WHAT TO DO
The finished copy must match the records exactly, except that it contains no pictures.

MATERIAL SHOWN
----

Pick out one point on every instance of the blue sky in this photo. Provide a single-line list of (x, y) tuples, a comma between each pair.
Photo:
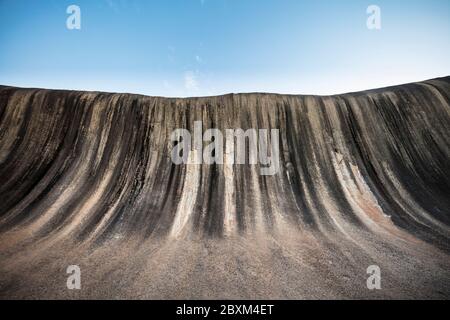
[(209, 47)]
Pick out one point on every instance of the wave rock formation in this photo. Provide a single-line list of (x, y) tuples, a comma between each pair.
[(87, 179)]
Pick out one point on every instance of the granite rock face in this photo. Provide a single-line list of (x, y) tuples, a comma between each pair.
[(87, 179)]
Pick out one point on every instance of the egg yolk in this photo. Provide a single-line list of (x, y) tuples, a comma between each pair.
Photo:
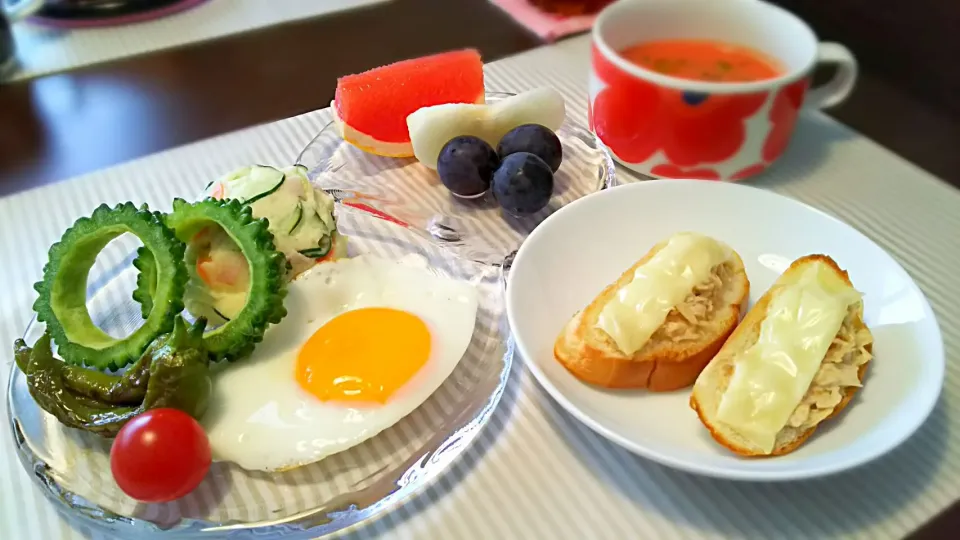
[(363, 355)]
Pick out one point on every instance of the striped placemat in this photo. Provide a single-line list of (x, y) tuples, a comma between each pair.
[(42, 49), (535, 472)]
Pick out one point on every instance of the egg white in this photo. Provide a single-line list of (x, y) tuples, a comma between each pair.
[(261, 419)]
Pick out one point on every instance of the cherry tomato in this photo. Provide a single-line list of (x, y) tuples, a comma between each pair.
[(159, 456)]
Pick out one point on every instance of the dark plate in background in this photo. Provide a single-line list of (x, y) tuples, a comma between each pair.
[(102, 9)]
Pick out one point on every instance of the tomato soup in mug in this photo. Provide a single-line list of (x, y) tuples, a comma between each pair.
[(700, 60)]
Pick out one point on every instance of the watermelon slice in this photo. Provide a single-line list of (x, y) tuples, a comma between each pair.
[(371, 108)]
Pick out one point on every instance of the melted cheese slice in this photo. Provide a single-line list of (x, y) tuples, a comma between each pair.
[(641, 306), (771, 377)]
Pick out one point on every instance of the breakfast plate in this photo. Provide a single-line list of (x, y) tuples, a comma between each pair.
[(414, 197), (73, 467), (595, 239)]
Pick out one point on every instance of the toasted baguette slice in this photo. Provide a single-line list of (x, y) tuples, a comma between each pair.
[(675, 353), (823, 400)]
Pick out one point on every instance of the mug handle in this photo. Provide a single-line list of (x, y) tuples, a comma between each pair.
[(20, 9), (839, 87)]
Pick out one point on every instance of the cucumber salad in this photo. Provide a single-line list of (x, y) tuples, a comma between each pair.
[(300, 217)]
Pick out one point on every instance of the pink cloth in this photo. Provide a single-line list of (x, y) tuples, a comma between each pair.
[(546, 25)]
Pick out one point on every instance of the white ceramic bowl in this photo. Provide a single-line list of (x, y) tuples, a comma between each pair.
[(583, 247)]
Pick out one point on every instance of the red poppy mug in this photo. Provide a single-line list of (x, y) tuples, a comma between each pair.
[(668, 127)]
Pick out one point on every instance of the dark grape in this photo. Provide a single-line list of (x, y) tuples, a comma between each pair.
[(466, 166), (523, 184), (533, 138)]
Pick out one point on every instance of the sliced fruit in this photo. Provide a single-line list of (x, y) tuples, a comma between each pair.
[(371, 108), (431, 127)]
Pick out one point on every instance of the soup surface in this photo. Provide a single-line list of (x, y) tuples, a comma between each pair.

----

WRITTEN ANSWER
Pick out one point on every instance of the blue sky in this photo. Provide a single-line list of (x, y) tuples, a comma between each pair.
Photo:
[(209, 47)]
Pick out one point on every instance of the wave rock formation in this photo. Provide a single-line list of (x, y) tuples, a comma between each pair.
[(87, 179)]
Pick out one point on every instance of the granite rock face in this photo. Provide a single-line list of (x, y) tuples, a comma between each pair.
[(87, 179)]
Pick out one point on every instance of the egg yolk in this photo. Provide a single-line list of (x, y) tuples, a comma between each pair.
Photo:
[(363, 355)]
Pick out one point on every instance of the striped placemat in this photo. Provide a single-line list of (x, y) tuples, a comma between each pair.
[(42, 49), (535, 472)]
Pick out one point on every instance of the egg white in this photo. Provide a single-line list of (x, y) tuples, a comma between each pair.
[(261, 419)]
Pick out one point on every instance of the cherry tomato in this photo. Provide a single-line list of (x, y) tuples, a comma between each pair.
[(159, 456)]
Pick out one point on every instance of the dark plate in background in this photo. Provide a single-line list of (x, y) tuples, a comma between each pair.
[(102, 9)]
Pick out one point on every instance of the tomato soup in mug in this photo. Provide a single-line list of (x, y) tuples, a comma between each pair.
[(700, 60)]
Pick out one point on every instance of the watermelon slice in this photo. Provide a single-line list of (x, y) tuples, a comma between each pair.
[(371, 108)]
Pick out one point on every instance of the melted cheese slice in this photo. Provide a single-line list of (x, y) tuples, a comma between each pair.
[(641, 306), (771, 377)]
Pick out one point on every instance of the breakfast plate in this photo. Provide a single-line list of (x, y) tuples, a comma between each pair.
[(414, 197), (73, 467), (595, 239)]
Pick out one point on every instance of the toasted baguette slice in this photo. Provide a single-line list of (x, y) tuples, a comma between each pair.
[(675, 353), (823, 400)]
Pick out one point on every instance of the mug handle in this photo. Provide a single-line list of (x, y) tuples, a comma between each pair.
[(20, 9), (839, 87)]
Pick out one point on every instance of the cucumber salad in this photo. Provide a single-line list of (x, y) tuples, a comma between each pair.
[(300, 217)]
Pick out one point on every instance of the pink cloth in this photo. Provide a single-line list of (x, y) tuples, a comma between each pair.
[(546, 25)]
Pick out one point on every instance of the white ceramic bowl in this photo. Provide a single-line list of (x, y) tuples, a comma between each pair.
[(583, 247)]
Pick out one point on every instance of the red poppy mug in this photo. Provide a single-line list of (x, y) tuples, a comma between each pair.
[(668, 127)]
Pick out one point on every instance of the dark grape in this photo. Provide a single-line list of (x, y) tuples, a comma between each pair.
[(466, 166), (523, 184), (533, 138)]
Pick out one point on every instance of the sliced fruit in this photo. Provide a single-line list of (x, y) tuples, a comma between each pair.
[(371, 108), (431, 127)]
Pick out one point on every instance of the soup surface in this photo. Provide a single-line list of (x, y) tuples, a comma between each pair.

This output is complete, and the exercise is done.